• _Page text_
"""
Today I used the 1mm flat-band that came with my new do-it-all Chinese clone. I attached the band to the frame TTF, using the method (needle-nose pliers and all) described by Bill Hayes in his long tuturial video. The attachment tested secure, so I went to shoot.

I have to admit that the effort required to stretch the band from 9" to 33-34" did not allow me much time for aiming. But, even so, I was able to grip the pouch/ball using a forefinger-on-top-over-thumb technique (with the bottom portion of the forefinger planted underneath my right front cheek-bone so that I can see right down the rest of the forefinger and, on this TTF occasion, right down the center of the top of the top band) and hit a 2" aluminum disk at about 15 feet ......... and, the good part, NOT hit either the frame or myself even once. I consider this a major breakthrough in hold/release technique. Using the same hold, but using 7mm bands on the miniature OTT frame, I can pull back to just inderneath my right ear and, with the bands almost touching my face, look right down on top of both bands, aim carefully and release to usually hit the target.

In short, KawKan, I am now a firm believer in 7mm, or even thinner, bands and pulling back farther and farther to get more velocity, rather than use thicker bands to get the velocity. I look forward to finally receiving a 2-metre roll of 7mm Precise, cutting my own bands, and trying out longer lengths of pull right up to full butterfly.

As always, as you say, the important thing is that I'm having fun learning a new way to throw things. Thanks for the sage advice. I really appreciate it.


----------



## Roll Fast (Sep 19, 2021)

Similar archery of course is how critical the release is.
As I'm sure you have figured out!
The first ss I made was for chucking rocks and our youngest now has it. The new one I made for rock chucking back at the river is very similar to the first in that it extends a good 2" out away from my hand. Saves my hand from the somewhat inconsistent stones that not only can do strange things, they are hard to release evenly.
Plus, just this past week, I started pinching the pouch ahead of the (plastic) ball or stone so it is much easier to hold than gripping the pouch right at the ball- which requires a very strong grip.
No finger or thumb pain at all anymore and it seems to be even more accurate.
My experience for what it is worth.
Should be a discussion on here called Pinch the Pouch. It has a couple of photos.
tx, Ed


----------



## nicnoyd (Jan 6, 2022)

For the last weeks, I've been shooting the GZK Bra & GZK Pit Chain Pouches exclusively and i haven't looked back. Mostly the bras though, used the Chain ones only because i dont have enough of the bras and i'm still on the way of finding my favourite latex and taper, so i have a lot of different bands assembled.

The Bras are very easy to load and shoot to the point where i rarely think about the grip or release anymore. The two humps that hug the ammo make pinching the ammo very comfortable. So far they stretch pretty good and the slots they have make tying the pouch to the band pretty easy without much adjusting or fiddling. Accuracy is also good with the 8 and 10mm Steel i shoot.

The Pit chain pouches also work pretty well id say, just haven't shot them enough compared to others. Tying them on is rather painful though, especially TTF as they only have tiny slits.


----------
"""
• _Exercise 1_
Rewrite the listing below as a Markdown table with the columns Row and Line, starting at its first line and ending at the line containing "152;321;172;362". Leave out blank lines.

• _Source data_
"""
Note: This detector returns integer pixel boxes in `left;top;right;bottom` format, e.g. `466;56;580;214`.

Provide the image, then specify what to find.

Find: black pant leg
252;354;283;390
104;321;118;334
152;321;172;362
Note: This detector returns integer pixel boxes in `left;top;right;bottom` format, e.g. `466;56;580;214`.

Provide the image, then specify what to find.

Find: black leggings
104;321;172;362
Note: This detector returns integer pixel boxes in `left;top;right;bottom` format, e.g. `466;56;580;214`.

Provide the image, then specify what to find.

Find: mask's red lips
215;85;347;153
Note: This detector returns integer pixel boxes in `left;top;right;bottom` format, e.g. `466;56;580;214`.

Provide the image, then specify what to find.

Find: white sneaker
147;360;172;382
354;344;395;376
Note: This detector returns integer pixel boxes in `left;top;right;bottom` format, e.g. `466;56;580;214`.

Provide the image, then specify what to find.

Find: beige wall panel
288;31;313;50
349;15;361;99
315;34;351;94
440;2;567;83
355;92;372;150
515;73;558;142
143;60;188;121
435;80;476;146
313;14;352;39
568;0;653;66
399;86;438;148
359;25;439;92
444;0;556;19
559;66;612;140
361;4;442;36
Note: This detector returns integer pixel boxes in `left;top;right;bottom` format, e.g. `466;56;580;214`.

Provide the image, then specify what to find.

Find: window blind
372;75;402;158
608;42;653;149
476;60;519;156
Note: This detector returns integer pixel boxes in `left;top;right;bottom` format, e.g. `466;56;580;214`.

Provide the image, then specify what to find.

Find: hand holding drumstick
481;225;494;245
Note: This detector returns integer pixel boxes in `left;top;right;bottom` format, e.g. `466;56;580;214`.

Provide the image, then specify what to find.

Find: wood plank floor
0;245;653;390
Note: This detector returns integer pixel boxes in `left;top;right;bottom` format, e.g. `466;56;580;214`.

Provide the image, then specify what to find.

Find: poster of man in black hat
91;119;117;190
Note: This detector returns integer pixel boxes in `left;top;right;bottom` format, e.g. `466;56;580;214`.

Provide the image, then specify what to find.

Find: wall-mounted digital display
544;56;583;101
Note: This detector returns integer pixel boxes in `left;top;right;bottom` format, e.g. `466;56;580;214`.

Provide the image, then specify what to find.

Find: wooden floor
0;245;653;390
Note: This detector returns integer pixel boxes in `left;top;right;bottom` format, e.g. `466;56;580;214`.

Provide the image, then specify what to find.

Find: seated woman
"""
• _Exercise 2_
Answer these questions from the slingshot thread above:
(a) What target did the first poster hit at about 15 feet?
(b) What sizes of steel ammo does nicnoyd shoot with the Bra pouches?
(c) How long is the roll of 7mm Precise that the first poster is waiting to receive?

• _Full response 1_
| Row | Line |
|---|---|
| 1 | Note: This detector returns integer pixel boxes in `left;top;right;bottom` format, e.g. `466;56;580;214`. |
| 2 | Provide the image, then specify what to find. |
| 3 | Find: black pant leg |
| 4 | 252;354;283;390 |
| 5 | 104;321;118;334 |
| 6 | 152;321;172;362 |

• _Full response 2_
(a) A 2" aluminum disk.
(b) 8 and 10mm.
(c) 2 metres.